Task brief:
Please copy, exactly as they appear below, the lines from the one containing "[locate] lighthouse (one" through the one containing "[locate] rock outcrop".

[Stored records]
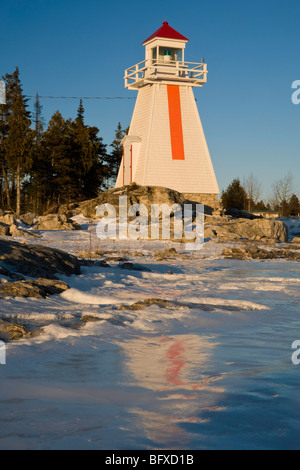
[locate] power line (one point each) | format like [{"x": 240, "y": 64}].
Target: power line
[{"x": 86, "y": 97}]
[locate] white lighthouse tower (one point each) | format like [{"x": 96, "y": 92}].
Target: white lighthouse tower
[{"x": 166, "y": 145}]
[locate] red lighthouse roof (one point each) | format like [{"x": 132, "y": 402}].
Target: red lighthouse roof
[{"x": 165, "y": 31}]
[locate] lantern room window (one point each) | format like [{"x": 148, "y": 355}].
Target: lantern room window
[{"x": 167, "y": 54}]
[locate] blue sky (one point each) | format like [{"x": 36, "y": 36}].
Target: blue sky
[{"x": 75, "y": 48}]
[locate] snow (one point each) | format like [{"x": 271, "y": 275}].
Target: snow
[{"x": 212, "y": 370}]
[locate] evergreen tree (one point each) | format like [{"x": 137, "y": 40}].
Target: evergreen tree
[
  {"x": 235, "y": 196},
  {"x": 294, "y": 206},
  {"x": 115, "y": 156},
  {"x": 18, "y": 136}
]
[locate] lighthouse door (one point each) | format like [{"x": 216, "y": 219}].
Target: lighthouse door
[{"x": 127, "y": 164}]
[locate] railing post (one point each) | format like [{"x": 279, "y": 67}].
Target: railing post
[{"x": 205, "y": 72}]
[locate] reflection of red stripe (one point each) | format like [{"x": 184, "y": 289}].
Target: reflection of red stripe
[
  {"x": 175, "y": 122},
  {"x": 123, "y": 166},
  {"x": 131, "y": 164}
]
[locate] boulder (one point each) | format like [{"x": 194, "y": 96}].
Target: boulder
[
  {"x": 11, "y": 331},
  {"x": 4, "y": 230},
  {"x": 14, "y": 231},
  {"x": 56, "y": 222},
  {"x": 8, "y": 219},
  {"x": 256, "y": 229},
  {"x": 28, "y": 218},
  {"x": 37, "y": 261},
  {"x": 260, "y": 254},
  {"x": 38, "y": 288},
  {"x": 136, "y": 194}
]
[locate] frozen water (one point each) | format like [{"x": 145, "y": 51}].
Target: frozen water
[{"x": 210, "y": 370}]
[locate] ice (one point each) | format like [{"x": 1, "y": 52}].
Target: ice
[{"x": 212, "y": 370}]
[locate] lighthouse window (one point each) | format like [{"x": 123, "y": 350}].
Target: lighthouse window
[
  {"x": 168, "y": 53},
  {"x": 154, "y": 53}
]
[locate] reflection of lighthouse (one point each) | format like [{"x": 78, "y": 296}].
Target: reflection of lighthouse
[
  {"x": 170, "y": 363},
  {"x": 175, "y": 369},
  {"x": 166, "y": 145}
]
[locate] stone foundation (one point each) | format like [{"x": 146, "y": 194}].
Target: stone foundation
[{"x": 206, "y": 199}]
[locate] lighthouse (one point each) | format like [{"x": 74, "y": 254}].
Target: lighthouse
[{"x": 166, "y": 145}]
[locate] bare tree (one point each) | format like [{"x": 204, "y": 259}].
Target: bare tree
[{"x": 253, "y": 189}]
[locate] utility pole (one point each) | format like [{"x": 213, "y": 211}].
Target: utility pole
[
  {"x": 2, "y": 103},
  {"x": 2, "y": 93}
]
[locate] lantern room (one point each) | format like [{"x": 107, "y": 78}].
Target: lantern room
[
  {"x": 165, "y": 61},
  {"x": 165, "y": 45}
]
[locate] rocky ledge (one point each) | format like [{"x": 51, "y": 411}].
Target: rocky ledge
[{"x": 40, "y": 264}]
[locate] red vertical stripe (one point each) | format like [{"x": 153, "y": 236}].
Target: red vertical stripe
[
  {"x": 123, "y": 166},
  {"x": 175, "y": 122},
  {"x": 131, "y": 164}
]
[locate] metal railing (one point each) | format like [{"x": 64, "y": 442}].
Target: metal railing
[{"x": 151, "y": 70}]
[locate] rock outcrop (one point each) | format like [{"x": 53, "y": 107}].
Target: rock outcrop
[
  {"x": 136, "y": 194},
  {"x": 39, "y": 288},
  {"x": 260, "y": 254},
  {"x": 237, "y": 229},
  {"x": 56, "y": 222},
  {"x": 36, "y": 261}
]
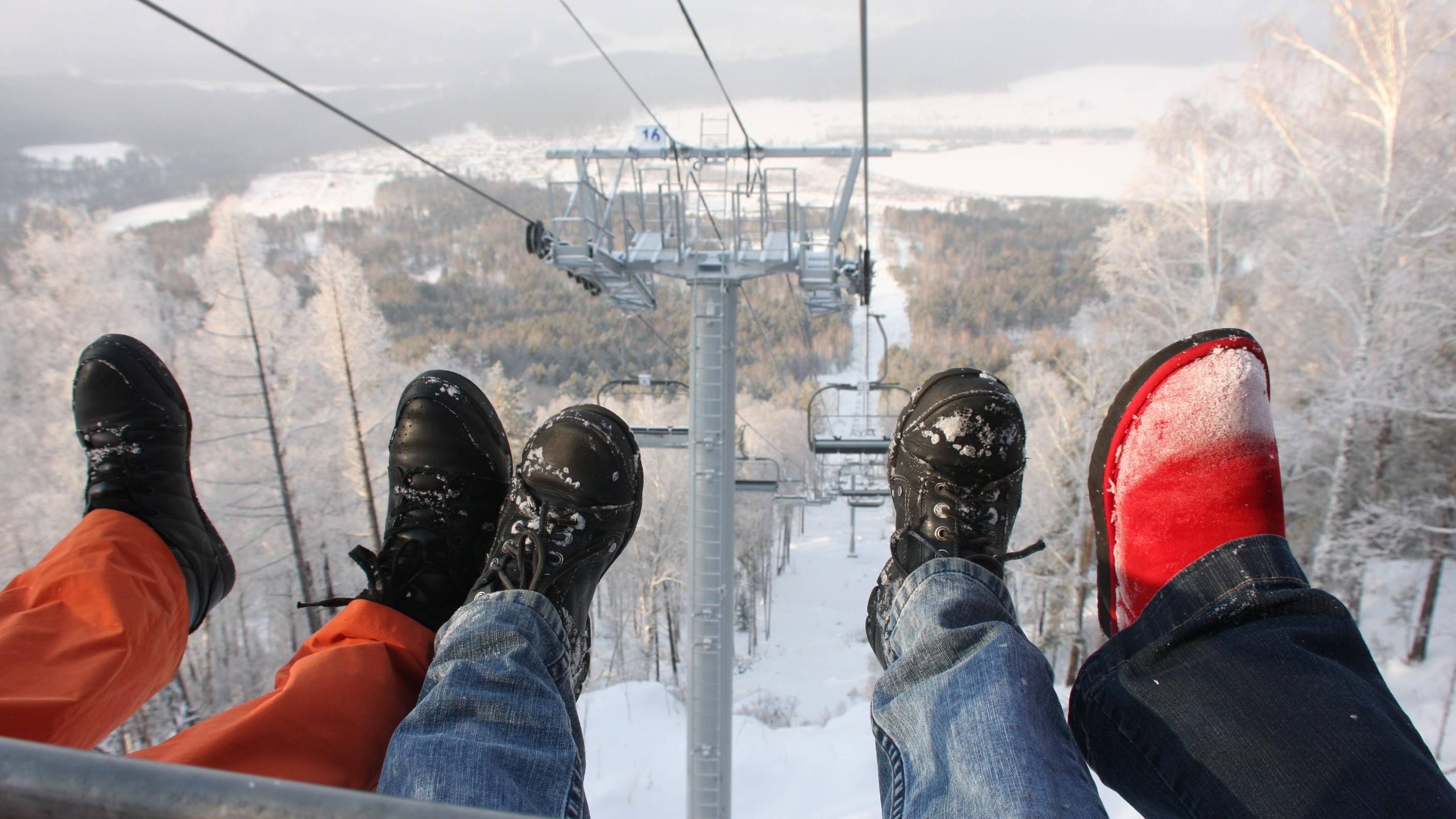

Worked solution:
[locate] lighthouse (one point each) | format like [{"x": 74, "y": 254}].
Target: lighthouse
[{"x": 166, "y": 145}]
[locate] bare tree (one point each) | format like [{"x": 204, "y": 259}].
Target: bare tree
[{"x": 253, "y": 189}]
[locate] utility pole (one point each) | format like [{"x": 213, "y": 211}].
Target: utility pole
[
  {"x": 2, "y": 103},
  {"x": 2, "y": 93}
]
[locate] lantern room (one point each) | format like [{"x": 107, "y": 78}].
Target: lantern room
[
  {"x": 165, "y": 61},
  {"x": 165, "y": 45}
]
[locate] rocky ledge (one point each) | format like [{"x": 51, "y": 411}].
Target: rocky ledge
[{"x": 40, "y": 264}]
[locate] red vertical stripe (one point each) | format like [{"x": 153, "y": 236}].
Target: red vertical stripe
[
  {"x": 123, "y": 166},
  {"x": 175, "y": 122},
  {"x": 131, "y": 164}
]
[locate] metal railing (one point each) | format like [{"x": 64, "y": 442}].
Target: metal railing
[{"x": 151, "y": 70}]
[locate] rock outcrop (one point each) | format like [{"x": 53, "y": 107}].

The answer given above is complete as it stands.